— START OF Exercise input —

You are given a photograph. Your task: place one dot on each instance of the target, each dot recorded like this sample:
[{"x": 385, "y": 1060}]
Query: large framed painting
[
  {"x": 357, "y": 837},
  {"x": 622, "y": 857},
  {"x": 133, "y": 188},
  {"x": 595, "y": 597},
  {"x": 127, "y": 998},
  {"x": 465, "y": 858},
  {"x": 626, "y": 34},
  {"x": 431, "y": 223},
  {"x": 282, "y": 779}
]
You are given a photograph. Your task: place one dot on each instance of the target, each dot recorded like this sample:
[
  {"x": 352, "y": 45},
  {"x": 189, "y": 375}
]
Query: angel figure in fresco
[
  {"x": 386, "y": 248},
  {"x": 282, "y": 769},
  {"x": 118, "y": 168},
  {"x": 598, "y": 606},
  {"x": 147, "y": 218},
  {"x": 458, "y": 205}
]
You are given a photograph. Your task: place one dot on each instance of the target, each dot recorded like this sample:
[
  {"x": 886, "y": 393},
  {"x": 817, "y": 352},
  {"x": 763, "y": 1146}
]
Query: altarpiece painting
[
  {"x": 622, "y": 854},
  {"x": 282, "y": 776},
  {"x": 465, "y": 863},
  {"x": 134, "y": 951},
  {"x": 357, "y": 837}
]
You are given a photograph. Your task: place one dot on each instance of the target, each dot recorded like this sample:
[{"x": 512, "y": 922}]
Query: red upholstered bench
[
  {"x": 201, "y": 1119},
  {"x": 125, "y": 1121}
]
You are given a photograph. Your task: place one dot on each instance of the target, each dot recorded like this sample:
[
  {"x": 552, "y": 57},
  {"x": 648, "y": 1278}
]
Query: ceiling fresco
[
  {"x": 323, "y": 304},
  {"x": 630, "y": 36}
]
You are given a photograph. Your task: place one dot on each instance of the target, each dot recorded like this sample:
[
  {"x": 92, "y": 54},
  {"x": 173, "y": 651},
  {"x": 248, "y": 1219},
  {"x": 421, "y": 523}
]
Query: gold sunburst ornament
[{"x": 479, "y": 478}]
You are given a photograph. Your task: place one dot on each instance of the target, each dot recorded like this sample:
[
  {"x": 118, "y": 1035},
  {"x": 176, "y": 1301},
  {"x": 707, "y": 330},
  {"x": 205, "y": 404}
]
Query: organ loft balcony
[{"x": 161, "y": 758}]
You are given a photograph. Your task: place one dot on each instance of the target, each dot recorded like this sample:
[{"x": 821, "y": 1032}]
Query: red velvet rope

— END OF Exercise input —

▸ Task prompt
Print the records above in full, exactly.

▸ Result of the task
You are given a photograph. Your task: place one dot on each instance of the target, each dot recorded like this sample:
[{"x": 385, "y": 1060}]
Query: large framed painting
[
  {"x": 357, "y": 837},
  {"x": 622, "y": 857},
  {"x": 133, "y": 188},
  {"x": 595, "y": 597},
  {"x": 127, "y": 998},
  {"x": 465, "y": 858},
  {"x": 626, "y": 34},
  {"x": 431, "y": 223},
  {"x": 282, "y": 779}
]
You are given a photograph. Your task: place one dot on each instance of the target, each dot recorded like this sample:
[
  {"x": 352, "y": 45},
  {"x": 189, "y": 375}
]
Query: angel figure in fresco
[
  {"x": 386, "y": 248},
  {"x": 282, "y": 769},
  {"x": 118, "y": 168},
  {"x": 598, "y": 606},
  {"x": 147, "y": 218},
  {"x": 458, "y": 205}
]
You are given a photograph. Your task: place one dot on each instance of the target, each dot recorded like this sample:
[
  {"x": 886, "y": 393},
  {"x": 817, "y": 352},
  {"x": 763, "y": 1146}
]
Query: altarpiece painting
[
  {"x": 622, "y": 854},
  {"x": 282, "y": 776},
  {"x": 465, "y": 863},
  {"x": 134, "y": 951},
  {"x": 357, "y": 837}
]
You are given a photograph. Your task: place one dot on each instance of the target, each dot recorded like this sample:
[{"x": 512, "y": 922}]
Query: red upholstered bench
[
  {"x": 201, "y": 1119},
  {"x": 125, "y": 1121}
]
You are given a photograph. Your task: place one dot on each instance of the target, each dot recorded like this sample:
[
  {"x": 552, "y": 57},
  {"x": 648, "y": 1278}
]
Query: ceiling fresco
[
  {"x": 323, "y": 304},
  {"x": 630, "y": 36}
]
You are given a photograph. Your task: place one dot on each instance of the target, each dot recorded like this sample:
[
  {"x": 92, "y": 54},
  {"x": 173, "y": 651},
  {"x": 248, "y": 1219},
  {"x": 421, "y": 523}
]
Query: gold sunburst ornament
[{"x": 479, "y": 478}]
You are given a photograph. Your task: place one dot on each instance of the target, each dot recorded like this sample:
[
  {"x": 118, "y": 1035},
  {"x": 176, "y": 1301},
  {"x": 707, "y": 330},
  {"x": 205, "y": 404}
]
Query: organ loft balcony
[{"x": 161, "y": 758}]
You are given a photograph. Your task: place one dot on each instance of the target, each dot recorded like this sample:
[{"x": 821, "y": 1032}]
Query: red velvet rope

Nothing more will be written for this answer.